_Information provided_.
□ □ □ □ □

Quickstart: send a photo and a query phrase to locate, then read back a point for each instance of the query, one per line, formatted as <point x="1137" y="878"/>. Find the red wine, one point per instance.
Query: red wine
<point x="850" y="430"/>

□ □ □ □ □

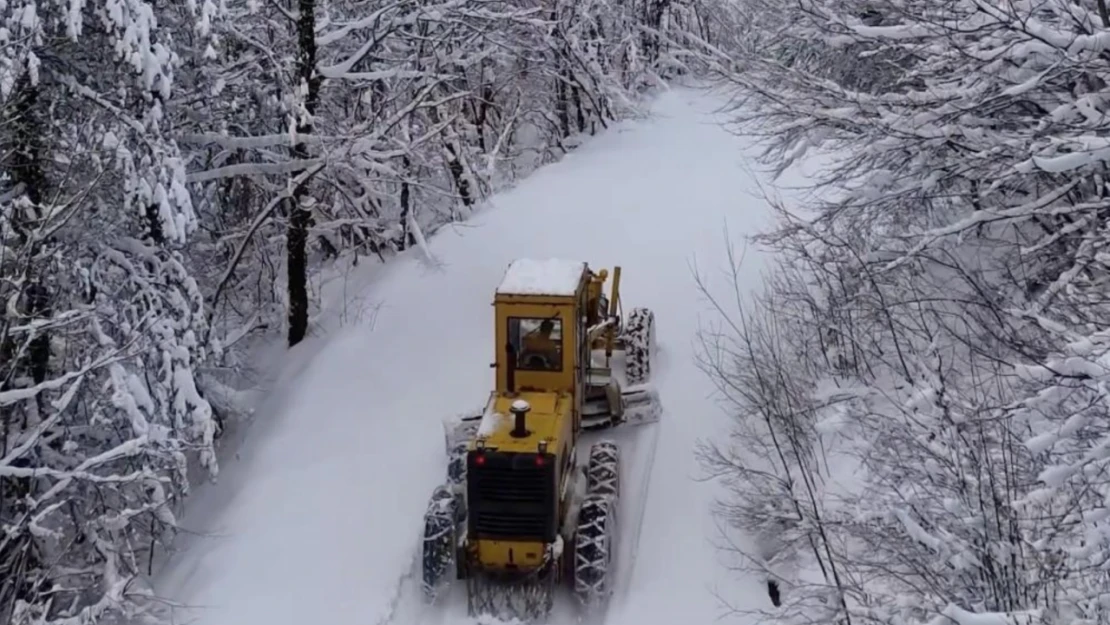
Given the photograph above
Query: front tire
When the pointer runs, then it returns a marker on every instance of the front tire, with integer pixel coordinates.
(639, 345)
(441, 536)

□ □ □ □ □

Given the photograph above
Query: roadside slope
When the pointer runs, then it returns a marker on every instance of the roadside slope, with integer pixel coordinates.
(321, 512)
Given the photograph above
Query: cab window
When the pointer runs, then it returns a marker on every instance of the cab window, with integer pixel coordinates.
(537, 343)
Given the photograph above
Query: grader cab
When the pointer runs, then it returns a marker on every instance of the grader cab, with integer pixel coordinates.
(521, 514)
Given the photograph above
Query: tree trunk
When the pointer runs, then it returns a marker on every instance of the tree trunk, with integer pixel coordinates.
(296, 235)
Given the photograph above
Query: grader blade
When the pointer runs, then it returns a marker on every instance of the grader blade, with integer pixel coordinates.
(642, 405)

□ □ □ □ □

_Work to complete_.
Please copy, exactly as written, every line in the listing above from the line with "Query: grader cab" up to and including the line with "Query: grader blade".

_Answer below_.
Query: grader cab
When the pointer runs, then it returns a marker on every instance of the grader cab, with integer pixel coordinates.
(521, 514)
Given the photograph above
Query: tree trunk
When the pointer runs, then it returns a marker on every instance of the tree trunk, with integer pixel coordinates.
(296, 235)
Given the photograph above
Query: grader blade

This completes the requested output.